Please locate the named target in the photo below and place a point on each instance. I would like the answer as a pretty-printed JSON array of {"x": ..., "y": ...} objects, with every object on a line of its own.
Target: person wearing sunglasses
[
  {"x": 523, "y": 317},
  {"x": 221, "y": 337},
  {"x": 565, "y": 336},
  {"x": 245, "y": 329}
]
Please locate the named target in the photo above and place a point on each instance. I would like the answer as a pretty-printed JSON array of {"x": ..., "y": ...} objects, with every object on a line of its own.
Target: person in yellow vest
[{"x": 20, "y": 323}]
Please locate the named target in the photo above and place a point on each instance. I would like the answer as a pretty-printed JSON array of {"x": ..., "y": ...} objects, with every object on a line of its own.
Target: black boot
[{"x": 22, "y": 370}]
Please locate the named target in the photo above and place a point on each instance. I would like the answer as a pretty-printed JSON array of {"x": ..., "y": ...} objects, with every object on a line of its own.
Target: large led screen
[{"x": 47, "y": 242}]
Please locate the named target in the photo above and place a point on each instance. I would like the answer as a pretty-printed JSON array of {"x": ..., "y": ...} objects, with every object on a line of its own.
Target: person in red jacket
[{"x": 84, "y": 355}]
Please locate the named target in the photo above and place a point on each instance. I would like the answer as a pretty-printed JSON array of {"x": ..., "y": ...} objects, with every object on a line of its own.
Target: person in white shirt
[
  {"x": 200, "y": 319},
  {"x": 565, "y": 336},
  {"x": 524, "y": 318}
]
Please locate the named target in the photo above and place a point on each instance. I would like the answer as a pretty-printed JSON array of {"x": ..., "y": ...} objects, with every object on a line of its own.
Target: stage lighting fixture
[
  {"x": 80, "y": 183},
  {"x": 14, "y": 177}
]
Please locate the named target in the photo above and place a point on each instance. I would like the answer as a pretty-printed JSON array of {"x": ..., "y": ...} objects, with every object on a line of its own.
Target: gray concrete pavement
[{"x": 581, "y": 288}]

**About this exercise**
Word for word, copy out all the data given above.

**Your solution**
Please locate the named target in the photo below and place a point on each instance. I would like the answer as a pretty-printed JSON array of {"x": ..., "y": ...} objects, with every object on a line of its own.
Target: person wearing sunglasses
[
  {"x": 523, "y": 317},
  {"x": 221, "y": 337},
  {"x": 565, "y": 336},
  {"x": 245, "y": 329}
]
Please locate the named target in the photo above and place a point on each instance. I would like the answer as a pretty-printed JSON array of {"x": ..., "y": ...} objects, with every object on a line of its own.
Target: person in yellow vest
[{"x": 20, "y": 323}]
Please locate the named target in the photo above and place a point on each instance. I would like the answer as a pretty-printed JSON array of {"x": ..., "y": ...} objects, with every object on a line of its own.
Target: black boot
[{"x": 22, "y": 370}]
Please locate the named target in the photo above and place a point on each instance. I would like the answer as a pretty-printed JSON array of {"x": ..., "y": ...} objects, with every object on a line of its own.
Target: large led screen
[{"x": 47, "y": 242}]
Please locate the named target in the photo above and place a point on each instance. I would like the answer as a pretty-printed JSON array of {"x": ..., "y": ...} objects, with every object on a line of its own.
Target: person in red jacket
[{"x": 84, "y": 355}]
Please locate the named target in the photo above and place a point on each instance. I would like the answer as a pretty-printed JSON array of {"x": ..., "y": ...} objects, with every object on a line of its own.
Target: person in white shirt
[
  {"x": 200, "y": 319},
  {"x": 565, "y": 336},
  {"x": 524, "y": 318}
]
Please locate the named target in the photo above and place a point on each instance. I would like the answer as a pretty-printed JSON array of {"x": ..., "y": ...} objects, with every object on a line of its own.
Target: stage lighting fixture
[
  {"x": 80, "y": 183},
  {"x": 14, "y": 177}
]
Please locate the named target in the photo above and place a point on each instance. I would like the answer as a pretty-printed JSON array of {"x": ..., "y": ...} objects, with every object on a line of its own.
Target: gray concrete pavement
[{"x": 581, "y": 288}]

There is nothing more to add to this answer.